____ PROVIDED PASSAGE
CPHS Hosts First Interprofessional Simulation Medical Competition

March 11, 2019

The College of Pharmacy and Health Sciences held its first Interprofessional Simulation Medical Competition with the assistance of Laerdal Medical on January 17. The purpose of this competition was to give students an opportunity to participate in an interprofessional experience and to provide an awareness of various health professions in the college including Clinical Laboratory Science, Paramedic, Pharmacy, Physician Assistant, and Radiologic Science. 

The activity began with a “Get to Know You” day on January 7, where participants from each profession described their role and responsibilities in health care. Students then participated in several hands-on activities related to each profession, such as learning about taking x-rays for Radiologic Sciences, analyzing data with the Clinical Laboratory Science Program, practicing procedures with the Physician Assistant students, touring an ambulance with the paramedics, and learning more about a pharmacy from Pharmacy students.
________
____ INFORMATION
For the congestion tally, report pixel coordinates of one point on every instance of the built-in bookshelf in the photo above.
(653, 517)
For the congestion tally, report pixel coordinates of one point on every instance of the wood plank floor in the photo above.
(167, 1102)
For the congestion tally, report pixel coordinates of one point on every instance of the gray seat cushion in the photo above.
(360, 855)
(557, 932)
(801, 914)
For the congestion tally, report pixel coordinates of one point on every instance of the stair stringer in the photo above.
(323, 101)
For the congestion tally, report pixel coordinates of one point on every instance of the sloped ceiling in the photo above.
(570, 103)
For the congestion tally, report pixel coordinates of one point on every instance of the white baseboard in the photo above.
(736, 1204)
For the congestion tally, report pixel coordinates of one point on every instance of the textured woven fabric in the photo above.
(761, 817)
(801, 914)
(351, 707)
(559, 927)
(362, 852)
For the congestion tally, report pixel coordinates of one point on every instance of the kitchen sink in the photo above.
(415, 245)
________
TASK 1 = List the health professions that the article on the CPHS simulation competition names as part of the college.
TASK 2 = Continue the article on the CPHS simulation competition from its last sentence.
The listing has no connection to the article on the CPHS simulation competition.

EXERCISE RESPONSE 1 = Clinical Laboratory Science, Paramedic, Pharmacy, Physician Assistant, Radiologic Science

EXERCISE RESPONSE 2 =
The competition consisted of a medical sepsis case that was simulated on a full-body simulator with the help of Michael Jacoby, M.P.H., E.M.T. from Laerdal and Stacey L. Singer-Leshinsky, M.S.Ed., RPAC, Associate Professor/Industry Professional, Physician Assistant program, CPHS. Louise Lee, Ed.D., Program Director of the Physician Assistant program and Assistant Professor/Industry Professional, acted as the concerned family member. 

This full-body simulator is a mannequin that can respond like a real patient. The purpose of full-body simulators is to allow students to practice lifesaving skills in a safe environment with no risk of patient harm. Participating students were broken into teams of two students from each of the five professions: two from Clinical Laboratory Science, two from Paramedic, two from Pharmacy, two from Physician Assistant, and two from Radiologic Science programs, resulting in three teams with 10 interprofessional students. 

Students were judged by an interprofessional team of judges consisting of faculty, graduates, and professionals from other organizations and universities including Stony Brook, Fire Department of NY Division of Training, and VEEB Nursing School. There was an interprofessional audience of more than 100 observers who voted for the best team through audience response. 

Teams were judged on teamwork skills, communication, clinical decisions, and their specific clinical expertise based on their profession. The competition was fierce.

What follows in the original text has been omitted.